(Image segmentation entries)

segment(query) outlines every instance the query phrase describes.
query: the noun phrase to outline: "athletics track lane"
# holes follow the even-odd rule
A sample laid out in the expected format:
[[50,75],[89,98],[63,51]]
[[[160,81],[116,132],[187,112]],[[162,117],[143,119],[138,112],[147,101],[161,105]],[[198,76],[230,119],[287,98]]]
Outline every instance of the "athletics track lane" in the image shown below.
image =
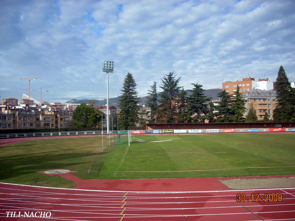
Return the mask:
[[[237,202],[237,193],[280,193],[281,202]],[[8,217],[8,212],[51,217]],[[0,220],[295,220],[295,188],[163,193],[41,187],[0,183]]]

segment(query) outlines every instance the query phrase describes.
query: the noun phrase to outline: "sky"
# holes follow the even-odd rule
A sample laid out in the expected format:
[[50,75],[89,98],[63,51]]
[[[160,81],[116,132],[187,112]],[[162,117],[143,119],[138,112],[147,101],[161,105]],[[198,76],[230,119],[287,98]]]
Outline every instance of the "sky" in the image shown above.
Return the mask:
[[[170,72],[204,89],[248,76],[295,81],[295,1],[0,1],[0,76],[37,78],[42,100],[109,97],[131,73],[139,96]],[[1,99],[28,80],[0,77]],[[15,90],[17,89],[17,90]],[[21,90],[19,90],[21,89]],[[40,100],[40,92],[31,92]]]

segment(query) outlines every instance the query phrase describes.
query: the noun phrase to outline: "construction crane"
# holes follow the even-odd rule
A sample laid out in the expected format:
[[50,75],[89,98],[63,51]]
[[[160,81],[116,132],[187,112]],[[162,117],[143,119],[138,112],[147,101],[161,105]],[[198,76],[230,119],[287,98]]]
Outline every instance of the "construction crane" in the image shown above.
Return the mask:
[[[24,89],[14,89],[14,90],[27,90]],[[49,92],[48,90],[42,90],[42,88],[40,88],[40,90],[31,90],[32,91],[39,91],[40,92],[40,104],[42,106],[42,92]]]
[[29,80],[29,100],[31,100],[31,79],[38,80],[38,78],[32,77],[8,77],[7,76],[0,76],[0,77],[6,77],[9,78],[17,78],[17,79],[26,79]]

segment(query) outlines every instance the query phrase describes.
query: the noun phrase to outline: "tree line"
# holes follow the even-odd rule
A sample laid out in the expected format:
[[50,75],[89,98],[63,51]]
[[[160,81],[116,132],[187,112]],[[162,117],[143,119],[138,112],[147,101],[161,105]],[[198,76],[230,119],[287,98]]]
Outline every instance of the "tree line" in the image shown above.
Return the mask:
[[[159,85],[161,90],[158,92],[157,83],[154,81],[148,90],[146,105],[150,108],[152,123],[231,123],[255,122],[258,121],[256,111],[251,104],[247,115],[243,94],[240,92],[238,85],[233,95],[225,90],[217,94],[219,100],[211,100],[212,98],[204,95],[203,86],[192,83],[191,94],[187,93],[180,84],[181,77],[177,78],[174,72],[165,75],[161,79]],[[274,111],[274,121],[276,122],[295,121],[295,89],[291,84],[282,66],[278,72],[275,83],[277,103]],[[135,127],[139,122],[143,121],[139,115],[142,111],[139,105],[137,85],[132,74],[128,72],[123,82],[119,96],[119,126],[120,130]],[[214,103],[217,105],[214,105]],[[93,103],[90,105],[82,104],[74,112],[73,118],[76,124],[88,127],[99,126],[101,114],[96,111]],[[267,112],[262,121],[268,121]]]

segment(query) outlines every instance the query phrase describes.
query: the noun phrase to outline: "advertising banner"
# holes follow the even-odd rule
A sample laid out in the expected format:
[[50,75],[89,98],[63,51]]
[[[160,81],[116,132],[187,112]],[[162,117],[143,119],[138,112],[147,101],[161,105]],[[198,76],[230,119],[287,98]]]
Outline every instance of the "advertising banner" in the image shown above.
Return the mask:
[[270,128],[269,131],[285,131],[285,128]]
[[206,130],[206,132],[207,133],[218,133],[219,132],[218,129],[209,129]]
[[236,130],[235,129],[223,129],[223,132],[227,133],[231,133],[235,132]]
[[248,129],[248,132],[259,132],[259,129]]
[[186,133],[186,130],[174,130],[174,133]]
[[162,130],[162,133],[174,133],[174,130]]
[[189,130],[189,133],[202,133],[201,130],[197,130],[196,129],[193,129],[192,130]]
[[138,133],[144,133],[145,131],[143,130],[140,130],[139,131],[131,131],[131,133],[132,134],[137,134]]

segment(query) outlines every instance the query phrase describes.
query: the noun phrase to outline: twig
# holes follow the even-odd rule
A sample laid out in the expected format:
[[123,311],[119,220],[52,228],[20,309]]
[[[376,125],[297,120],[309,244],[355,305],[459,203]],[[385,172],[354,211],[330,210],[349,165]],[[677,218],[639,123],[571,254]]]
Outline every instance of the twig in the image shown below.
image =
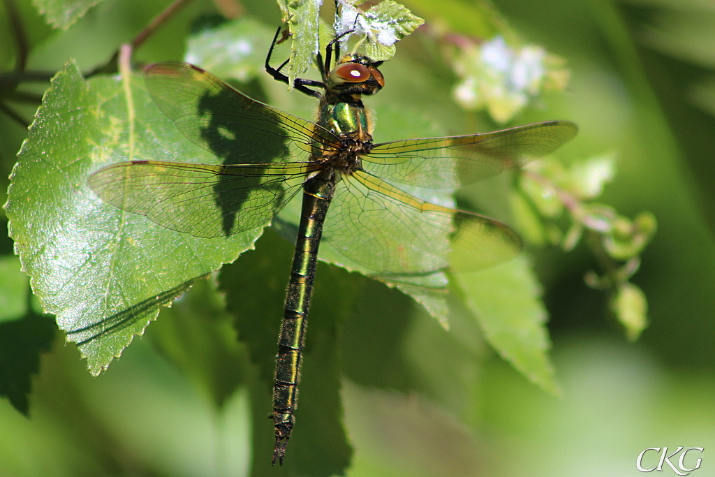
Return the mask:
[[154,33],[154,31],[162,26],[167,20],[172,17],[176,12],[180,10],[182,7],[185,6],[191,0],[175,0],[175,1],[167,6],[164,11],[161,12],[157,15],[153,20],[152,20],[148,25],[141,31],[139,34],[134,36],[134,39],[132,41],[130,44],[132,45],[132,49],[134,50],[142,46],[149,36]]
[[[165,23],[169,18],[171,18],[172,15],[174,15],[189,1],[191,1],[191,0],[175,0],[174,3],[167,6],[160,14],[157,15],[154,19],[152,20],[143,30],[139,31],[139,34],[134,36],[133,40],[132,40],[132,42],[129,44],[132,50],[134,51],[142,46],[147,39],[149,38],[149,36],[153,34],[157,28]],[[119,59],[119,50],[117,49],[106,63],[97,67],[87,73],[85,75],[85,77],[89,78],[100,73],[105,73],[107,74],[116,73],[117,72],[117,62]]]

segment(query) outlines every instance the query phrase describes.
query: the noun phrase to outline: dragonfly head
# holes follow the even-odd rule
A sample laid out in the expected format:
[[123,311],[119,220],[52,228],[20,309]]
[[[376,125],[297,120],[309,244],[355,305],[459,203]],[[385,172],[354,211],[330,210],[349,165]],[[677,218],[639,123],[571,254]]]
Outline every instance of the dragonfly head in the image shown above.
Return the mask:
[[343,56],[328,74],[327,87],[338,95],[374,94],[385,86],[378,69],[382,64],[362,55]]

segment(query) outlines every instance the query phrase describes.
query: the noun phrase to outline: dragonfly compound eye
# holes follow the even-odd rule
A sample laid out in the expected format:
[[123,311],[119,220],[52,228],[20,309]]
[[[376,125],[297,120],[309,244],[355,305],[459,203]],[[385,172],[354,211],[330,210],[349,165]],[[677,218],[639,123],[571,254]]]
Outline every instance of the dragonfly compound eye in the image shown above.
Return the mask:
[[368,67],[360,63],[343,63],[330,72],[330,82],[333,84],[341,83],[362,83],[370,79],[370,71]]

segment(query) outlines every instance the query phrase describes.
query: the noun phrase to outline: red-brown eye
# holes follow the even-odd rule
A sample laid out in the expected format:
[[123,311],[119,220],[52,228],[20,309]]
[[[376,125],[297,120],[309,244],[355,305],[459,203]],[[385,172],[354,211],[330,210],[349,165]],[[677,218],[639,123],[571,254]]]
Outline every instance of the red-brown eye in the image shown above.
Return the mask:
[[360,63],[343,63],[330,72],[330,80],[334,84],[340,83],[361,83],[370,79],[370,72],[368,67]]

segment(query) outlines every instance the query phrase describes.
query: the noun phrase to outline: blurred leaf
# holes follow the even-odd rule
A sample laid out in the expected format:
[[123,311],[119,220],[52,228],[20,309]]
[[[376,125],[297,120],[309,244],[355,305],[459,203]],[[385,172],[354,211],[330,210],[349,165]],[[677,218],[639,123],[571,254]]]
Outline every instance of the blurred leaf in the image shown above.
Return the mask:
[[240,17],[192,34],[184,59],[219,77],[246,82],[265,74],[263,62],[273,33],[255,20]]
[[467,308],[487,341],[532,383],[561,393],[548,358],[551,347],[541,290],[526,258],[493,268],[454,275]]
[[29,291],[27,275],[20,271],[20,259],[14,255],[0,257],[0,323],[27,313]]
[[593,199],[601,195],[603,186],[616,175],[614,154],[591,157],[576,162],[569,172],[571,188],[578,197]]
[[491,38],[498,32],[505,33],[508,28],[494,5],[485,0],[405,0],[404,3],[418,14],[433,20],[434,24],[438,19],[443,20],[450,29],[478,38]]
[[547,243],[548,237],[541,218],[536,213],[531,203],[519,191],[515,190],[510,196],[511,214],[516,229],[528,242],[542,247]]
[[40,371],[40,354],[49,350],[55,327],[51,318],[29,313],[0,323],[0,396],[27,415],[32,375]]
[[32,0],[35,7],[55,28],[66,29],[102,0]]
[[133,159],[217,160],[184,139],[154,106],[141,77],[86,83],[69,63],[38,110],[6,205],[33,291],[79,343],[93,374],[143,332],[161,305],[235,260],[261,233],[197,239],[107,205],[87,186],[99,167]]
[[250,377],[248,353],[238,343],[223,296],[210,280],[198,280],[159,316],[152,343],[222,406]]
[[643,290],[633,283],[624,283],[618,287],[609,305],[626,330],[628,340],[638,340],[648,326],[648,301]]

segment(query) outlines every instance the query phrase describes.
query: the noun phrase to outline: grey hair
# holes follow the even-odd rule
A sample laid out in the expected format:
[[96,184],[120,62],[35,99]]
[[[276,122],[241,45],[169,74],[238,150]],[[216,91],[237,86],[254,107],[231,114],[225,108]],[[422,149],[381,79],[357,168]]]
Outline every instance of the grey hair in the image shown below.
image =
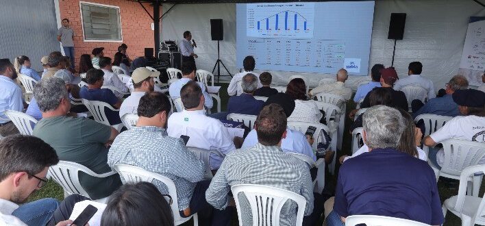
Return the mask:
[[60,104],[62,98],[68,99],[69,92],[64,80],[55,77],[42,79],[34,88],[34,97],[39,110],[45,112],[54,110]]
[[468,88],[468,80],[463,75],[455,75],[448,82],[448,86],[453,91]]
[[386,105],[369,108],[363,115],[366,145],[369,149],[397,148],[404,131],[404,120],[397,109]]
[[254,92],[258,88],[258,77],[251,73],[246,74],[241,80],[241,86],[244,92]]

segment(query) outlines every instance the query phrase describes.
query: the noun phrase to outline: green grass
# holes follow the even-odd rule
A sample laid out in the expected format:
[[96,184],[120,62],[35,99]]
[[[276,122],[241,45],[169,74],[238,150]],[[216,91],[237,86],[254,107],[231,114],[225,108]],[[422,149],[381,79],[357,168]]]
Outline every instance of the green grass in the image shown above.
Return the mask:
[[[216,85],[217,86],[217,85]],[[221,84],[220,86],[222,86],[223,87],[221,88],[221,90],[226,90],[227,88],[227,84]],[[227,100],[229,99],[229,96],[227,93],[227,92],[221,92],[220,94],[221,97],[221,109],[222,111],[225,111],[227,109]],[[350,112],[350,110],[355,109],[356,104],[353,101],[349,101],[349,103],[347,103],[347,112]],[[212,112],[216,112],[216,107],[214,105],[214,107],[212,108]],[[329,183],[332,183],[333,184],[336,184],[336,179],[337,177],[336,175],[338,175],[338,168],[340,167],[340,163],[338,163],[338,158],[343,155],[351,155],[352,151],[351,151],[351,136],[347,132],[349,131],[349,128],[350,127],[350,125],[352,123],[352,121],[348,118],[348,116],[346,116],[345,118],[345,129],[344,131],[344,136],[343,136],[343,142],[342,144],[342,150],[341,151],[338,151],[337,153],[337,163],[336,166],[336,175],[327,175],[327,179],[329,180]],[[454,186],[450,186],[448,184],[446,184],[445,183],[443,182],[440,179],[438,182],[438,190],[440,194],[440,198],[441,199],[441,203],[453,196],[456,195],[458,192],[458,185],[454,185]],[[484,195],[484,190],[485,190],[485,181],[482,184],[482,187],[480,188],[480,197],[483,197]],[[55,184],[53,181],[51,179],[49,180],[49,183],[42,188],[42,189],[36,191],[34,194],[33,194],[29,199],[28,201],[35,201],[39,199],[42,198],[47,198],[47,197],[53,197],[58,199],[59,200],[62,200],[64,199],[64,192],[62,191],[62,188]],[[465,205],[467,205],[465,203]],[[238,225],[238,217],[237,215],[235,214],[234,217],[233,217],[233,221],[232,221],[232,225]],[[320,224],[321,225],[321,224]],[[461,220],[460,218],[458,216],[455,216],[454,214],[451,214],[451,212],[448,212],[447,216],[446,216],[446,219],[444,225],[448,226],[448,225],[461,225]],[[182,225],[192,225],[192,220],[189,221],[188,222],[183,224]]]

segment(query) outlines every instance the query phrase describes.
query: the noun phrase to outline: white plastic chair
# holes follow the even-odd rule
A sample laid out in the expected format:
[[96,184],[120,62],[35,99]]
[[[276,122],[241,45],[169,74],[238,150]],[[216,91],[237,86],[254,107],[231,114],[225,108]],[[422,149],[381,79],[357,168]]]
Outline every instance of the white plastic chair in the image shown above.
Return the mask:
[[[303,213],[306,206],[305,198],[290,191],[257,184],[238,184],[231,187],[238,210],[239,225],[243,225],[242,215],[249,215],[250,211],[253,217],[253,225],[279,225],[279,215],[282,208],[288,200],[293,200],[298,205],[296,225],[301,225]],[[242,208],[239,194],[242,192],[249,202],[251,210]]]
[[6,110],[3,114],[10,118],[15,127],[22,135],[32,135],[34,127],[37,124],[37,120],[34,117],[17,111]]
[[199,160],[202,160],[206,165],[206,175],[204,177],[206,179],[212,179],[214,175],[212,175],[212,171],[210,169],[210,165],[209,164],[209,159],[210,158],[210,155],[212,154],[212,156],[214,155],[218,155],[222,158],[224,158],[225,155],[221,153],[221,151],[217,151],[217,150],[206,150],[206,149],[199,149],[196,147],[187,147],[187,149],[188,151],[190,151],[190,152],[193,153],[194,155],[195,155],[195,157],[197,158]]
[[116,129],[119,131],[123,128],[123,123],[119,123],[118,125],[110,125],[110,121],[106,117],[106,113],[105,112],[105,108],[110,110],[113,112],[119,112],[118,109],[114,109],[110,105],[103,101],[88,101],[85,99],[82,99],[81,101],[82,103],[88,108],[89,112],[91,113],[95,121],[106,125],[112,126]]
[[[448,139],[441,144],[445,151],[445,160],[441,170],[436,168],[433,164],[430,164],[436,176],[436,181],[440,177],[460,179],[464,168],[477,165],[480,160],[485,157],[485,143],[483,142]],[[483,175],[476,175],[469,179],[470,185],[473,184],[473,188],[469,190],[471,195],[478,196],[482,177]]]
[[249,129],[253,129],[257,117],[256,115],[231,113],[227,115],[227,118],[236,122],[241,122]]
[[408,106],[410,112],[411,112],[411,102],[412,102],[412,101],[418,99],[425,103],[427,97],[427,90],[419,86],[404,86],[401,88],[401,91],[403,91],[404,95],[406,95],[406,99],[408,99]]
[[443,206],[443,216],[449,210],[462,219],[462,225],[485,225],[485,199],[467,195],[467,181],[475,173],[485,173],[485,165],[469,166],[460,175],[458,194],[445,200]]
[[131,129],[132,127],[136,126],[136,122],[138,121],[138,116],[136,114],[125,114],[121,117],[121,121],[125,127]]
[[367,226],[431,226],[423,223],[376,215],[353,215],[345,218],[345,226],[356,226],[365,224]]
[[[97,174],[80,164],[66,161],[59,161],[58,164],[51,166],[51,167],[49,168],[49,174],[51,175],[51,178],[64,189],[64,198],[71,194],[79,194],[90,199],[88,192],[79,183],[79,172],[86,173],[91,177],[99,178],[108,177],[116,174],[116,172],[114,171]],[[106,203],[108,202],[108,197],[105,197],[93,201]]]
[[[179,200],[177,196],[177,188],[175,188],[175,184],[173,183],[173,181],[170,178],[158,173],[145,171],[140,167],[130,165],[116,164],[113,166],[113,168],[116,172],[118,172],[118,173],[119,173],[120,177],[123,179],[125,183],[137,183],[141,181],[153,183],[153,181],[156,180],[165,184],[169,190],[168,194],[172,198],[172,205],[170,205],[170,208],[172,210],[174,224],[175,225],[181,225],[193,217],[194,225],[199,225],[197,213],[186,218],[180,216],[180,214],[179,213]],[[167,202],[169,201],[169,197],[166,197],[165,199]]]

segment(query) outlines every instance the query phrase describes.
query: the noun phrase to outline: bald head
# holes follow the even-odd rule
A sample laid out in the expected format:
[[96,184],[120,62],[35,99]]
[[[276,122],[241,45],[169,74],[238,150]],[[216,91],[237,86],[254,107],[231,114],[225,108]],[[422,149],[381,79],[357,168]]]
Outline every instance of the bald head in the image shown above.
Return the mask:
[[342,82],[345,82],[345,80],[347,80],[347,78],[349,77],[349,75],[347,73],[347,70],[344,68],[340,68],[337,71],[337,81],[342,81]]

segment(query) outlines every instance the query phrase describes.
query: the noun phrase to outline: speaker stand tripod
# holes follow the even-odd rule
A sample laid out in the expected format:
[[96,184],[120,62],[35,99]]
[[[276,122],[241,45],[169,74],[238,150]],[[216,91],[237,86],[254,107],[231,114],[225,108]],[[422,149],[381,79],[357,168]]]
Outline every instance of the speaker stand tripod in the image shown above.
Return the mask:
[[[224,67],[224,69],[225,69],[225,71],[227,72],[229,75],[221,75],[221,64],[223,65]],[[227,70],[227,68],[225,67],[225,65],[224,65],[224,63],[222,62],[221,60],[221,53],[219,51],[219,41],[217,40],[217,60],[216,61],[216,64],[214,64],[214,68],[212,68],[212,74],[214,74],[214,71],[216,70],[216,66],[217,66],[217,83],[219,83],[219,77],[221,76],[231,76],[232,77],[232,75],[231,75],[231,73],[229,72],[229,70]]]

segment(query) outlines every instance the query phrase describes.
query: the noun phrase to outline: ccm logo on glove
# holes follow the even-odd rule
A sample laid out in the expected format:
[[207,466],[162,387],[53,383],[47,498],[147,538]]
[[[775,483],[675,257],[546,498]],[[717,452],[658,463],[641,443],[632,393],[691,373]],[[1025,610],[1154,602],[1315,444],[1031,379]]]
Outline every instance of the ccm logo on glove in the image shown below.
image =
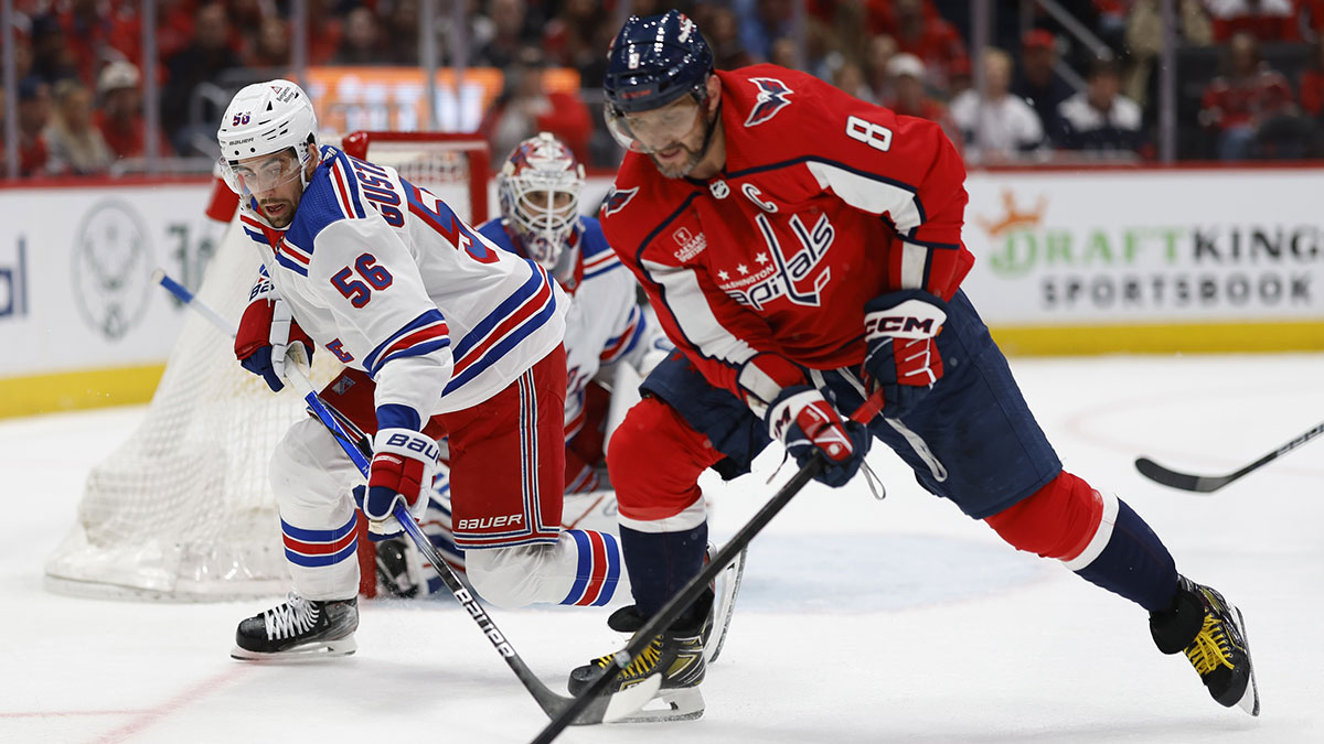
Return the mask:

** WHAT THIS TASK INVOLVES **
How many lines in the entries above contain the word "leaf"? Reply with the number only.

** PROBLEM SOLUTION **
2